Daß diese Theilung keineswegs die deutschen und romanischen Völ-
ker auseinander schied, ergibt der Augenschein, obwohl sich in Folge der
Theilung der Gegensatz zwischen deutsch und romanisch rascher entwickelte;
auch lag dem Vertrage von 843 der Gedanke, Karls des Großen Reich
dauernd in drei Reiche aufzulösen, nicht entfernt zu Grunde, es bestand
vielmehr das Erbrecht der drei karolingischen Dynaftieen im Falle des
Aussterbens der einen oder andern fort, woraus wir neue Theilungen, eine
kurz dauernde Wiedervereinigung und endlose Kriege werden entstehen
sehen, da alle Karolinger, selbst die größten Schwächlinge unter ihnen,
von der Ländergier wie von einem Dämon geplagt wurden.
Die lotharingisch-italienischen Karolinger (840—875).

▶ Aufgaben:
(a) Wovon wurden laut Textauszug alle Karolinger geplagt?
(b) Überarbeite im Textauszug die Passage von „Daß diese Theilung“ bis „Dämon geplagt wurden.“ und setze dabei „Fehden“ an die Stelle von „Kriege“.
Stütze dich ausschließlich auf den Textauszug.

▶ Bereitgestellte Daten:
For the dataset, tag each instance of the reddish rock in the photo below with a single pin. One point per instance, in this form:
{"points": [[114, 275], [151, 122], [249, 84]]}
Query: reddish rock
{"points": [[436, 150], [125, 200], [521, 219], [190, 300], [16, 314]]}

▶ Lösungen:
(a) Von der Ländergier, wie von einem Dämon.

(b)
Daß diese Theilung keineswegs die deutschen und romanischen Völ-
ker auseinander schied, ergibt der Augenschein, obwohl sich in Folge der
Theilung der Gegensatz zwischen deutsch und romanisch rascher entwickelte;
auch lag dem Vertrage von 843 der Gedanke, Karls des Großen Reich
dauernd in drei Reiche aufzulösen, nicht entfernt zu Grunde, es bestand
vielmehr das Erbrecht der drei karolingischen Dynaftieen im Falle des
Aussterbens der einen oder andern fort, woraus wir neue Theilungen, eine
kurz dauernde Wiedervereinigung und endlose Fehden werden entstehen
sehen, da alle Karolinger, selbst die größten Schwächlinge unter ihnen,
von der Ländergier wie von einem Dämon geplagt wurden.